— START —

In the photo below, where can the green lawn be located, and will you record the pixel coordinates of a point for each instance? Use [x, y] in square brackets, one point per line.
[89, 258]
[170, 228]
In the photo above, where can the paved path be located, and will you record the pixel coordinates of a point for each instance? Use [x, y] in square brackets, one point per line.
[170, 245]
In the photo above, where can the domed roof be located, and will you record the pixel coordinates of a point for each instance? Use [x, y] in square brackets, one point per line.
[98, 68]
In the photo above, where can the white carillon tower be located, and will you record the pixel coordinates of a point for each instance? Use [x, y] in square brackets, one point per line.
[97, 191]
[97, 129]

— END —

| WRITTEN TASK |
Using the exact wording, write out all of the records.

| FULL OUTPUT |
In the photo below, where can the green lawn be located, and will you record the pixel coordinates of a point for each instance? Use [x, y] in square brackets, one point per line.
[89, 258]
[170, 228]
In the photo above, where can the paved path be located, and will you record the pixel coordinates of a point for each instance? Use [x, y] in square brackets, one point per line.
[170, 245]
In the photo above, where can the domed roof be located, and will you record the pixel coordinates of a point for each instance? Use [x, y] in square brackets, one point per line.
[98, 68]
In the photo above, where can the white carillon tower be located, and will you record the pixel coordinates of a point for each instance? Use [x, y] in square brackets, one point per line.
[97, 191]
[97, 129]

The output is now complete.